(Dataset records about object locations)
========================

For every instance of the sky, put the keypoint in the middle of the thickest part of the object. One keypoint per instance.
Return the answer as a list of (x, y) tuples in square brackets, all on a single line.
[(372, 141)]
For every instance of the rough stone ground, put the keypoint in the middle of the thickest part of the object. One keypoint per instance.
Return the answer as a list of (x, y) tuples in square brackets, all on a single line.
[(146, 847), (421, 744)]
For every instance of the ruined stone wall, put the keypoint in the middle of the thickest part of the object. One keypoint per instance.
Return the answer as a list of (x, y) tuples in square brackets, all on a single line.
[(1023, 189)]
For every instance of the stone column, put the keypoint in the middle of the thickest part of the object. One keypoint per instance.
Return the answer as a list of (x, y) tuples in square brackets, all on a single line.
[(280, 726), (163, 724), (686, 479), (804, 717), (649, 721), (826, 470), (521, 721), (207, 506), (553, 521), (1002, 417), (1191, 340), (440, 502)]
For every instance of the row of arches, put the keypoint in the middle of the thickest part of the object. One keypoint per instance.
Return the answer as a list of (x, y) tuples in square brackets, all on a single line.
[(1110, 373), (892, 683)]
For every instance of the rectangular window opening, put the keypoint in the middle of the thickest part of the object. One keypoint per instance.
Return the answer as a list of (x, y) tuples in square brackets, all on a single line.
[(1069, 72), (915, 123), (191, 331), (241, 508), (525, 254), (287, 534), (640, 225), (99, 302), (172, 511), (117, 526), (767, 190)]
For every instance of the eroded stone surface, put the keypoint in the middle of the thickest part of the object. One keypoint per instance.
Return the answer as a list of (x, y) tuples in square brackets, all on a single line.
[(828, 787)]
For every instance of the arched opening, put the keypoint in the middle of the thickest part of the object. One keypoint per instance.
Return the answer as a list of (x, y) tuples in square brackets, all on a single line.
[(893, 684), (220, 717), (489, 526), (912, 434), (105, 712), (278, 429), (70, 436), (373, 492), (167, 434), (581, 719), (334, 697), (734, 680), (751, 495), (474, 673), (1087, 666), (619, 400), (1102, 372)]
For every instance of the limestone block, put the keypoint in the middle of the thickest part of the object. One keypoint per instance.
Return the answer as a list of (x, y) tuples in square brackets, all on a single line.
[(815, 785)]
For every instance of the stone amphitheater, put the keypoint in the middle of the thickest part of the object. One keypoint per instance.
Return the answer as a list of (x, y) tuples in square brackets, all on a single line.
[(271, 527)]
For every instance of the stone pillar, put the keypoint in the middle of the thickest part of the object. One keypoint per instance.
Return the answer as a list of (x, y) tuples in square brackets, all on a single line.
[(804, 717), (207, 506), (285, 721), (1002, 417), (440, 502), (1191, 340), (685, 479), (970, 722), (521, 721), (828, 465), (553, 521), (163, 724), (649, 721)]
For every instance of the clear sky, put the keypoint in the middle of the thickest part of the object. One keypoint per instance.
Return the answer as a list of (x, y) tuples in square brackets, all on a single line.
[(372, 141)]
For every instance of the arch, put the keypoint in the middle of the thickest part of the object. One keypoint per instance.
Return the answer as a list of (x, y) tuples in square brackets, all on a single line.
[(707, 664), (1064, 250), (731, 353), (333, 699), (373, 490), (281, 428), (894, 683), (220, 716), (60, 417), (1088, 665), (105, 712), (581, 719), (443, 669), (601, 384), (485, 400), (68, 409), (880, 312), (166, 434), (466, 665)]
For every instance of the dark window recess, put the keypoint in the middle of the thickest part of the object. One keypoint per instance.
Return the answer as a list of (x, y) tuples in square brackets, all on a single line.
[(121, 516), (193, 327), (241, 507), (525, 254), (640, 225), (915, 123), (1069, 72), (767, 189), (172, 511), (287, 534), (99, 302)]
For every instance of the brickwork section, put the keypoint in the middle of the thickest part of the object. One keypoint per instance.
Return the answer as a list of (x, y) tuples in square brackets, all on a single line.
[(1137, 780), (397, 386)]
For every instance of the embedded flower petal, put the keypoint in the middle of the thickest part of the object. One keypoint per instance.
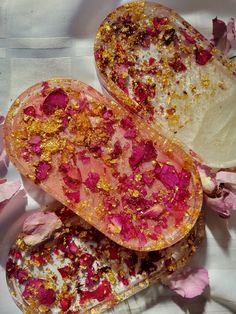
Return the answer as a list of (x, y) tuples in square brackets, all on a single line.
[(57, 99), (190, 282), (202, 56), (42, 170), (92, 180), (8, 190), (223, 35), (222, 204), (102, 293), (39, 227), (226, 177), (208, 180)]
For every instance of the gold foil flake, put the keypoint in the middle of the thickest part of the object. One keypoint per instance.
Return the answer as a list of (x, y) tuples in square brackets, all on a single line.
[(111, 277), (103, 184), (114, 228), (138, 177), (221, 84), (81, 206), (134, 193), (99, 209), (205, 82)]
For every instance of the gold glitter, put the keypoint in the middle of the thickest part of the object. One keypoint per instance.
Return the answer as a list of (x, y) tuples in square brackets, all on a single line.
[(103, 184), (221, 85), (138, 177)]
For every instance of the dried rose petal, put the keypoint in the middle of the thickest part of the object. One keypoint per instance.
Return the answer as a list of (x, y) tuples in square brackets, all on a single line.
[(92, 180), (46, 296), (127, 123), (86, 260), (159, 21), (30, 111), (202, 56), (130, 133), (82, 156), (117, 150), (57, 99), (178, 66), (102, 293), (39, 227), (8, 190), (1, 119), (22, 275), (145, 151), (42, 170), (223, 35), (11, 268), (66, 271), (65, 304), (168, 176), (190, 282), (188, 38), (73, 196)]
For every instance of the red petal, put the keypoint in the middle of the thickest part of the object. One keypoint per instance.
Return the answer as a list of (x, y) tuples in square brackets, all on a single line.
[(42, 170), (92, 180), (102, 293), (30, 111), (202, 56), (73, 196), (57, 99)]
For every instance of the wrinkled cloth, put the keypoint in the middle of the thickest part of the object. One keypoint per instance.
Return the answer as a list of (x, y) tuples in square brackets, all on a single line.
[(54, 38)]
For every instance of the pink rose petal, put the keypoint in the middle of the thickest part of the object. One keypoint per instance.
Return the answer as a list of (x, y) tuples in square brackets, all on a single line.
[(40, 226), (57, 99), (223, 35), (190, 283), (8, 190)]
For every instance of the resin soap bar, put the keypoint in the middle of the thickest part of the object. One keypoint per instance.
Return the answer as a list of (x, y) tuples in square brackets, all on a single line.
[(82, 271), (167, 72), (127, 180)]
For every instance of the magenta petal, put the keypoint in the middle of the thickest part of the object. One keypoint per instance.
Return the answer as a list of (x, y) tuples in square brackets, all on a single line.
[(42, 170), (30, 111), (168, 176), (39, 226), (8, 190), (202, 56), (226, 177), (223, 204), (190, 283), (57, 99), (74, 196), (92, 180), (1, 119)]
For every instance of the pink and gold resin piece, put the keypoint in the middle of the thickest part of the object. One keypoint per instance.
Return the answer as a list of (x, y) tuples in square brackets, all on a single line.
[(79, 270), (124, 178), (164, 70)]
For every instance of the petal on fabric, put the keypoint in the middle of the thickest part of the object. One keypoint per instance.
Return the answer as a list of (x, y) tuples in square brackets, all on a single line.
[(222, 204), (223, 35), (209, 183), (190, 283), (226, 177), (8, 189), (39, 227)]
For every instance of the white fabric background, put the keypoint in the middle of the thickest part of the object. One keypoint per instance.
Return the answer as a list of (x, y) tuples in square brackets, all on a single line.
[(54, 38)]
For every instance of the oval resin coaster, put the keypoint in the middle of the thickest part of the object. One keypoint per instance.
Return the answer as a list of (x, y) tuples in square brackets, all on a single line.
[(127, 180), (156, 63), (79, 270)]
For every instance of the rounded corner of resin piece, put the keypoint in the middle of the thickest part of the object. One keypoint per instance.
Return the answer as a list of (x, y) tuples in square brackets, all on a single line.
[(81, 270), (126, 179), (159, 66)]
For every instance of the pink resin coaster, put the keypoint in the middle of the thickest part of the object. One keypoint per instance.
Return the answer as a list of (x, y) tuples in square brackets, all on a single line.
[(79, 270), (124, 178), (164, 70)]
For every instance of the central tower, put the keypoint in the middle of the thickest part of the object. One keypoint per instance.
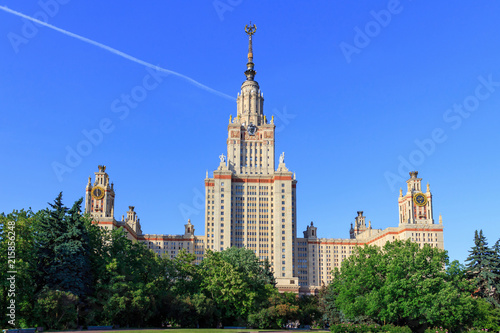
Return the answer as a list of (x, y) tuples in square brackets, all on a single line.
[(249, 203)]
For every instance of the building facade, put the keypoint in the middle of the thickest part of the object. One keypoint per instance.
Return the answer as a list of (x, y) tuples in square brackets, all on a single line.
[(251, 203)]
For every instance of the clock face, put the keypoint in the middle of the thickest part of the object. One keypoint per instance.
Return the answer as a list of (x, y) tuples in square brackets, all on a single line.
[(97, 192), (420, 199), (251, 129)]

========================

=== THE TASK ===
Copy, without the pictures, exactly the lines from the line with "For every instance of the rounded" through the end of the material above, both ends included.

=== TASK RESPONSE ===
For every instance of the rounded corner of resin piece, put the keypoint in the middle of the thickest part of the object. One keypoint per instance.
Return the answer as a list of (x, y) tuples in square brackets, all on a single line.
[(81, 270), (126, 179), (159, 66)]
For every instance of the pink resin coaster, put the keypoint in the middle of the thickest part of the object. One keypoint per instance.
Return the answer as a list of (x, y) tuples in square brackets, all on a single line.
[(79, 270), (124, 178), (164, 70)]
For every instance of the central tower, put the keypoint in the middle of the thickest part of the object. One keypoint per instance.
Return the answer as a list of (x, y) tuples in square brackets, all on a single line.
[(249, 203)]
For every instance of the building facade, put the keypoint in the middle of the thickest part of the object. One keypoint per instance.
Return the answer as a list of (x, y) tuples in square brackets, all on a single line.
[(251, 203)]
For every instance of the clock face, put the keypoint in the middle of the thickest part of the object. One keypoint per instance.
Return the answer as a list of (x, y) tuples in square brackets, all on a single line.
[(97, 192), (420, 199), (251, 129)]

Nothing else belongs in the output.